Task to carry out. In the records below, find each line with "only" and copy it.

Input for this task.
========================================
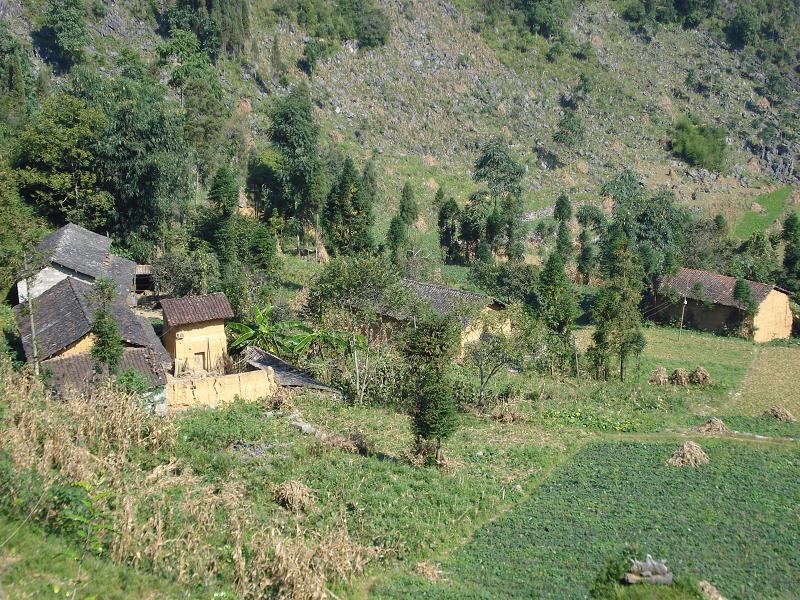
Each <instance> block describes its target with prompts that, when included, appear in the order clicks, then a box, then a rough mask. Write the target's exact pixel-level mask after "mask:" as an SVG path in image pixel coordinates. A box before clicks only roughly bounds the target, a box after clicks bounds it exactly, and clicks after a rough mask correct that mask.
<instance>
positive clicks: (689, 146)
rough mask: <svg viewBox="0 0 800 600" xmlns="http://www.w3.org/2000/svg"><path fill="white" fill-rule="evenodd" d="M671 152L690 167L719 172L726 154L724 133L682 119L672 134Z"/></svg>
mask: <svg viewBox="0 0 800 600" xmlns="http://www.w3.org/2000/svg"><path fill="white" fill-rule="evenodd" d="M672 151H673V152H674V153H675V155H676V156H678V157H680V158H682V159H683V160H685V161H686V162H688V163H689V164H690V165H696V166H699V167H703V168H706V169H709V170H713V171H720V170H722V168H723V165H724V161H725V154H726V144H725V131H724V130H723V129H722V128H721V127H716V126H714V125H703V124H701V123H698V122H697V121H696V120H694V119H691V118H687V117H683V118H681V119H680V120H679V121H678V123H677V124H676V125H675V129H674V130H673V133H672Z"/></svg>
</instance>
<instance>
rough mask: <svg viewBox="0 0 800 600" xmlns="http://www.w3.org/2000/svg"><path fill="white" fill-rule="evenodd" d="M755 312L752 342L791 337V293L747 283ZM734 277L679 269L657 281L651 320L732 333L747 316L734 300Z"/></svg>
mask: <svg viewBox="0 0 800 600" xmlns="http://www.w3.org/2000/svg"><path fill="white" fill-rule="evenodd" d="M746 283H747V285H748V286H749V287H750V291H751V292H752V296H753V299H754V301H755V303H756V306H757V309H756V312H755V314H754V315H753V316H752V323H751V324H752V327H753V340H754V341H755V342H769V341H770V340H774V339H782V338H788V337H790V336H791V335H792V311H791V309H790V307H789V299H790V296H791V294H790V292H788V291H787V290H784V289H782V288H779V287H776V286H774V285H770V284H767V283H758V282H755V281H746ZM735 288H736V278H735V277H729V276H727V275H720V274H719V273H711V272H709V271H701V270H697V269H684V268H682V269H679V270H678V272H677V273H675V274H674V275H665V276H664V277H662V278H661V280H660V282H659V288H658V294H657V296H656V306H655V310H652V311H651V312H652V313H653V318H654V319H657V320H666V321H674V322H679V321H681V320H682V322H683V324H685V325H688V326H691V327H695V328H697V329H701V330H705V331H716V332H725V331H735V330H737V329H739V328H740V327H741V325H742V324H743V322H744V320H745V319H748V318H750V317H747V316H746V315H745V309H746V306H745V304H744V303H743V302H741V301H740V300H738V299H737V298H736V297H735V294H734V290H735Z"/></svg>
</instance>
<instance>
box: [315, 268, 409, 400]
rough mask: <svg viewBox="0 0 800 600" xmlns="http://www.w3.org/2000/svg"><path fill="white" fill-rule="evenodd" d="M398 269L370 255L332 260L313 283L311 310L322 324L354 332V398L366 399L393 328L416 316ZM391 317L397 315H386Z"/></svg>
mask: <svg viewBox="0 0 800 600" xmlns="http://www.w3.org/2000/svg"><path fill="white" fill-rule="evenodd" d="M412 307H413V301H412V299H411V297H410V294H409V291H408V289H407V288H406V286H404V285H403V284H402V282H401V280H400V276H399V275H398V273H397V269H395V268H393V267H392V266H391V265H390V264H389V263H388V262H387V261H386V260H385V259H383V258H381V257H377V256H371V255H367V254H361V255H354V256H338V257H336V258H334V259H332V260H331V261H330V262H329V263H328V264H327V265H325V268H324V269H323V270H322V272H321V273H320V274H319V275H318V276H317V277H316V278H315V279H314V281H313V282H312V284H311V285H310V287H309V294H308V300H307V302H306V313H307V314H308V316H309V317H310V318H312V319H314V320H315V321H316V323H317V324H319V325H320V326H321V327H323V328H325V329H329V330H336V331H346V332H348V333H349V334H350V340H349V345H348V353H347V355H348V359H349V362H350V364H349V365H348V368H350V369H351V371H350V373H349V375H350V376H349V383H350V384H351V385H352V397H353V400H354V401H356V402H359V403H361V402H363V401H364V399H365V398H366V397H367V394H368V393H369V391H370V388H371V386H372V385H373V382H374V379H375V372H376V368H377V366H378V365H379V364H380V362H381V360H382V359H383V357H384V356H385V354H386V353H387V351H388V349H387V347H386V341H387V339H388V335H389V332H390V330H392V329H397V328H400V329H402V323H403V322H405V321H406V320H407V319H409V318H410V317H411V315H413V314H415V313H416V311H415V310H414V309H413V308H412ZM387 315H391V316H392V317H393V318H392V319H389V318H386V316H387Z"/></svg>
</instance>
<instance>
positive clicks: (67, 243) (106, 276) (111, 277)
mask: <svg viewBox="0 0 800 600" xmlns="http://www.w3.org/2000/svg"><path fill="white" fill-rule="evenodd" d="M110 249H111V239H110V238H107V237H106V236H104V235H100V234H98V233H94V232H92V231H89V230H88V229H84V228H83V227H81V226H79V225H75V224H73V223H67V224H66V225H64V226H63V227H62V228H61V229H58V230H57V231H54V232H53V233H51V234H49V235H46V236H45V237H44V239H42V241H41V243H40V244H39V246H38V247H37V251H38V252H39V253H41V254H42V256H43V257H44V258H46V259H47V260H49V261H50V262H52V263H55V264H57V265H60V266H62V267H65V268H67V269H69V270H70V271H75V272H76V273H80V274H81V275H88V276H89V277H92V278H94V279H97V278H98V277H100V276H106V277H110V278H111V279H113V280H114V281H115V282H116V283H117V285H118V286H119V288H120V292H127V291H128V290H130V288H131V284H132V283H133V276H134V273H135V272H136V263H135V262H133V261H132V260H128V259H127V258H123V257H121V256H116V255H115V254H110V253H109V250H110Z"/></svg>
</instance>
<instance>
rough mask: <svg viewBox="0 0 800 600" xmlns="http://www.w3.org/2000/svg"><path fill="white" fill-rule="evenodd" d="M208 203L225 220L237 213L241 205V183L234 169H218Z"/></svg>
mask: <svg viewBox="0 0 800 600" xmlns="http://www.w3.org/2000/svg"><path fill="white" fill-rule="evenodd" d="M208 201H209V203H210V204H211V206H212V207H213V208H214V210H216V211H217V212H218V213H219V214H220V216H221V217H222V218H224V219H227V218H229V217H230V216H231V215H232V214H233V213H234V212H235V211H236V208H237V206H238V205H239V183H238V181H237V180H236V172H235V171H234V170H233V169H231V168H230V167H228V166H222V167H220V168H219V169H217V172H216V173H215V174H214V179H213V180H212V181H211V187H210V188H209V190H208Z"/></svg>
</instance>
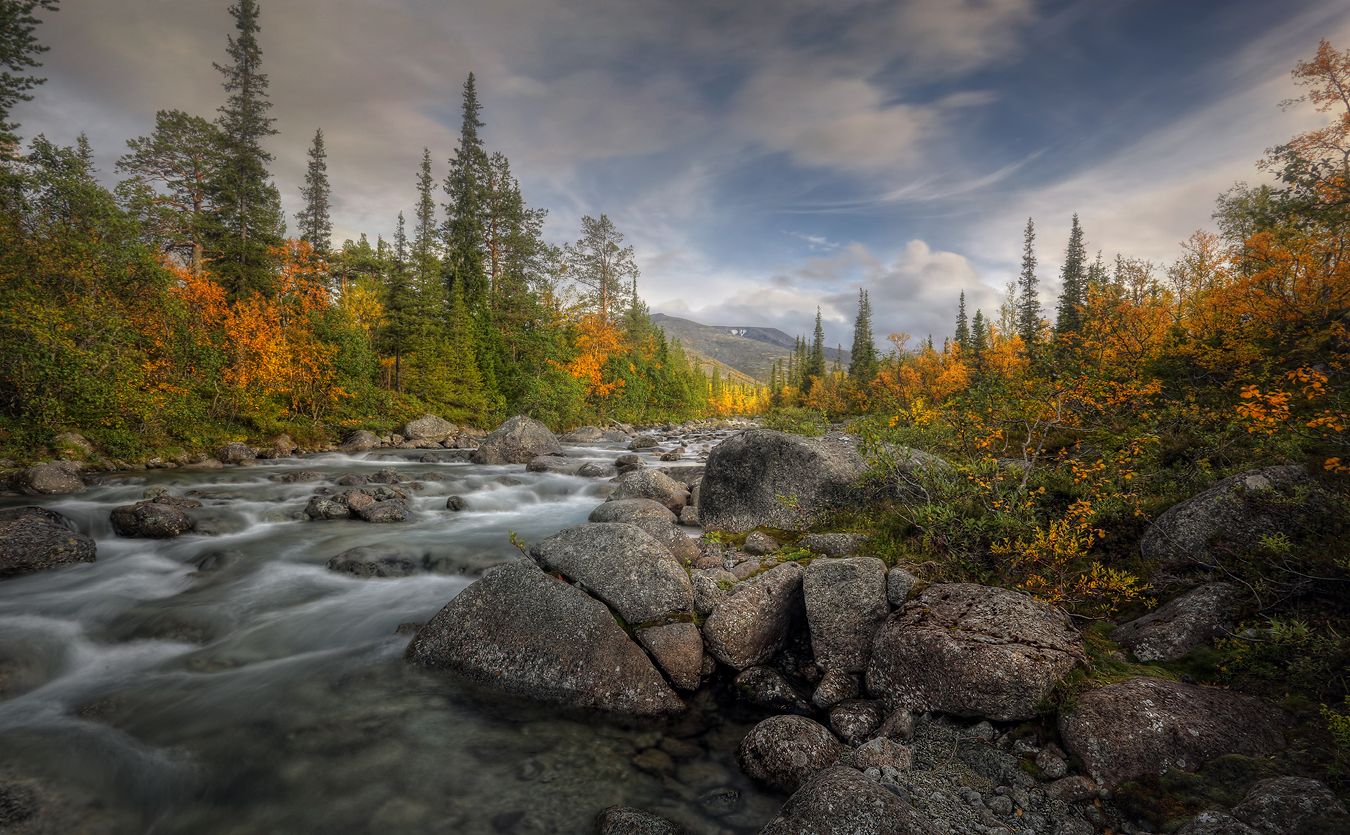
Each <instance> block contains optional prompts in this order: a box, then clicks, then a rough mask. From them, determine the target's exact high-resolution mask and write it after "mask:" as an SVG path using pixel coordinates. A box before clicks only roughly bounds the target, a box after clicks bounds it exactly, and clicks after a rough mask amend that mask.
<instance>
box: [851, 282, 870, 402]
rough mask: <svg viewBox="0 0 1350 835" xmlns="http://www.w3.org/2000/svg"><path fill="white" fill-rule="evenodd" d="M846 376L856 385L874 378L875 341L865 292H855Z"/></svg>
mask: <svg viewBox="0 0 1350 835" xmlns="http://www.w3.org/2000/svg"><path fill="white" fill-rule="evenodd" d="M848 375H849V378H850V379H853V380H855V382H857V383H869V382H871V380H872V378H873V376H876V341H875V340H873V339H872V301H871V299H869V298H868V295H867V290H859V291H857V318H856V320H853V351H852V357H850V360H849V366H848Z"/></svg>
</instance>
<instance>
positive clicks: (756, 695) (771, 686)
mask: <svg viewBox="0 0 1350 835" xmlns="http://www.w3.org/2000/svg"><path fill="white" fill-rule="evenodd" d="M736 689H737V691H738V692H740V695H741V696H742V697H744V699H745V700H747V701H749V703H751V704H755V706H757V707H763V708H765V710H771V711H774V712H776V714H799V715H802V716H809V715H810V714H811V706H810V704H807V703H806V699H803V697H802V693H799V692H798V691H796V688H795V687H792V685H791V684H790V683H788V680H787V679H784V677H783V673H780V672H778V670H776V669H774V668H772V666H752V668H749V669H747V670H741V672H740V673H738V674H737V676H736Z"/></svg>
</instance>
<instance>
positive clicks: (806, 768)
========================================
Exercise result.
Each <instance> block describes its target with prompts that, when included, appear in the order clicks, then a box, then a rough mask. Write the target's exact pixel-level mask after "mask:" as an SVG path in image pixel coordinates. A box before clicks only roughly bounds the target, a box after clicks bounds it exactly, and clicks after a rough mask correct that mask.
Each <instance> block contains optional prompts in this order: a box, then clicks, then a rough mask. From them, determine the target's exact high-resolution mask and write it after "mask:" as an SVG path using pixel coordinates. A box before clicks only roughly bounds the target, a box after clicks bounds it exactly, and clicks after a rough mask amend that mask.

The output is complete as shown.